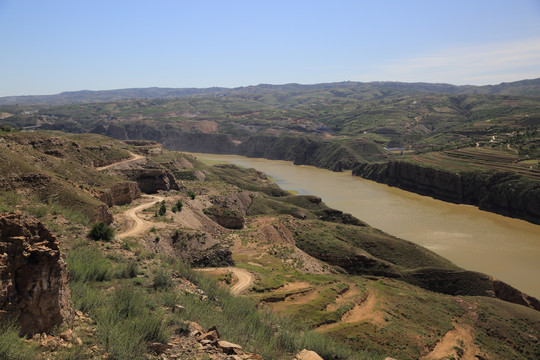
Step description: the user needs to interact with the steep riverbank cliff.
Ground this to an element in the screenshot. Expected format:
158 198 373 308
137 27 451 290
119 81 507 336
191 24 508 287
353 161 540 224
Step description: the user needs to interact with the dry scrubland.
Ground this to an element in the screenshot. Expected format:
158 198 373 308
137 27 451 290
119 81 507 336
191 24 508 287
0 132 540 359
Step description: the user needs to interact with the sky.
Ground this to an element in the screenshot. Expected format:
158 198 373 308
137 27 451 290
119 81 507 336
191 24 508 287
0 0 540 96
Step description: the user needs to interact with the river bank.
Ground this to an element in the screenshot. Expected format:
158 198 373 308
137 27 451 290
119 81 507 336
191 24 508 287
189 154 540 297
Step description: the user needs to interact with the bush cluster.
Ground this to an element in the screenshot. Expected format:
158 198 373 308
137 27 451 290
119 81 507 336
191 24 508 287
88 222 114 241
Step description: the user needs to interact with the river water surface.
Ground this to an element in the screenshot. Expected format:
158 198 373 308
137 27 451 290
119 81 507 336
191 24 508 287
193 154 540 298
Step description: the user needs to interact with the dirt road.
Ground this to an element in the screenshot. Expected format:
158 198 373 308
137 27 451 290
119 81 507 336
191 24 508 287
116 195 163 239
196 267 255 295
96 152 144 171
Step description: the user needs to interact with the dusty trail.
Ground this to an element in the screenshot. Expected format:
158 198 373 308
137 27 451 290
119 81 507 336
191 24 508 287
196 267 255 295
96 152 144 171
116 195 164 239
420 323 480 360
315 290 384 332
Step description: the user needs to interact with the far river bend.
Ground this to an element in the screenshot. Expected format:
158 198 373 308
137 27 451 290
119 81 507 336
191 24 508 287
193 154 540 299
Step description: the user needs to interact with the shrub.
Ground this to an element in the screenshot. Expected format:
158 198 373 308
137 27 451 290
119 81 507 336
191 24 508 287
152 268 173 290
88 222 114 241
0 322 37 360
97 286 168 359
114 262 139 279
171 200 184 213
66 247 112 282
158 204 167 216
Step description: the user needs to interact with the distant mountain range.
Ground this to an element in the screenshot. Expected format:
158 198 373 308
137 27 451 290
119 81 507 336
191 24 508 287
0 78 540 105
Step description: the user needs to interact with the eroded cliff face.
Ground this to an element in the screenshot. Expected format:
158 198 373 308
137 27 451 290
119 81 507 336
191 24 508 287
353 161 540 224
163 132 385 171
133 169 179 194
0 215 73 335
100 181 141 207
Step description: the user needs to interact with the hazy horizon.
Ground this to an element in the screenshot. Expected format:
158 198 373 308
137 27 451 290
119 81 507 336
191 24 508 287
0 0 540 97
0 77 540 98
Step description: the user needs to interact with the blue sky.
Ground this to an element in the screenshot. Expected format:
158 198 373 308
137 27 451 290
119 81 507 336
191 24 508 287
0 0 540 96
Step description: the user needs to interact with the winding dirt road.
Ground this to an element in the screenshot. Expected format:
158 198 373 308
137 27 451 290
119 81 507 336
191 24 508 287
195 267 255 295
116 195 164 239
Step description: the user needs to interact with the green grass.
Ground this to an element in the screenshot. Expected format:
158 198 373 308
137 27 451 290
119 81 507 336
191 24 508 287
66 245 113 282
175 263 376 359
0 321 37 360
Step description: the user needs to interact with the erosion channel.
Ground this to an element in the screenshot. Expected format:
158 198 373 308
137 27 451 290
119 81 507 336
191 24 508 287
193 154 540 298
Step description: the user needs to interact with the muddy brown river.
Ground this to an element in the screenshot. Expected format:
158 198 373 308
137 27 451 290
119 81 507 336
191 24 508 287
193 154 540 298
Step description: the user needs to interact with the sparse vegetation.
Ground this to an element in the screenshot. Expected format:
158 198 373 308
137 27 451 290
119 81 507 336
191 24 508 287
171 200 184 213
88 222 114 241
0 322 37 360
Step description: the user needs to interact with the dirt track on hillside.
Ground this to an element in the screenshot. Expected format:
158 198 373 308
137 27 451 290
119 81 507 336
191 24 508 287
96 152 145 171
197 267 255 295
116 195 163 239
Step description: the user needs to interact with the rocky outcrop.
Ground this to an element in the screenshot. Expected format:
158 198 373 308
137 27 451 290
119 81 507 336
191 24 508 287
293 349 323 360
493 280 540 311
353 161 540 224
92 205 114 225
210 191 253 216
100 181 141 207
0 215 73 335
133 169 179 194
204 205 244 229
188 244 235 268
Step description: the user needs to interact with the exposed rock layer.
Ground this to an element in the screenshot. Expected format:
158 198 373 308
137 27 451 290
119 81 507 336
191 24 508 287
100 181 141 207
0 215 73 335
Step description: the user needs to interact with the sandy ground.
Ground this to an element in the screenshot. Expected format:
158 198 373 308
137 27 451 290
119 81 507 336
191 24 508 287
96 152 144 171
421 323 480 360
196 267 255 295
116 195 164 239
315 290 385 332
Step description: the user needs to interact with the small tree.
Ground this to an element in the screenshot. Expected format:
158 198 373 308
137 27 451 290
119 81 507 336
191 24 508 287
88 222 114 241
158 204 167 216
171 200 184 212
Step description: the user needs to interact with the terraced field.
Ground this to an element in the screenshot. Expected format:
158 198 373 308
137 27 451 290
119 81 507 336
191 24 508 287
410 147 540 180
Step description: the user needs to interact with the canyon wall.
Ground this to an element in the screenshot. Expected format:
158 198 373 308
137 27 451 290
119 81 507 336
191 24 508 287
353 161 540 224
0 214 73 335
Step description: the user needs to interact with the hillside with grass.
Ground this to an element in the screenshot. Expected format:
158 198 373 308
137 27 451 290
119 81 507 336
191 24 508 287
0 79 540 223
0 131 540 359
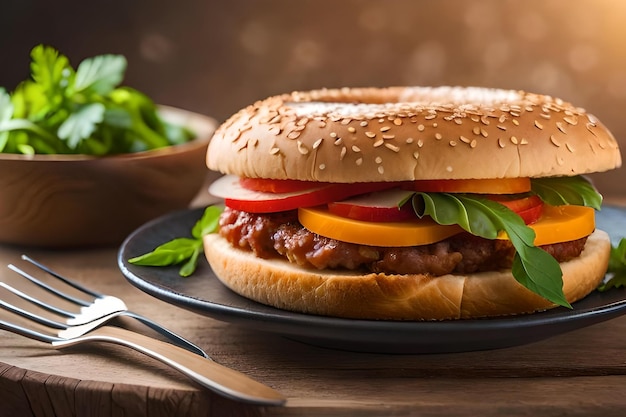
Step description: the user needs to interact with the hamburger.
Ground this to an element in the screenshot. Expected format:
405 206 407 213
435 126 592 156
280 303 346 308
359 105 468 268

▶ [Stated task]: Which lines in the entries above contain the string "grass"? Copy out each of those lines and leave out all the others.

▶ [Task solution]:
Step description: the user needs to interact with the green grass.
Step description: the user needs to interact with the hillside with grass.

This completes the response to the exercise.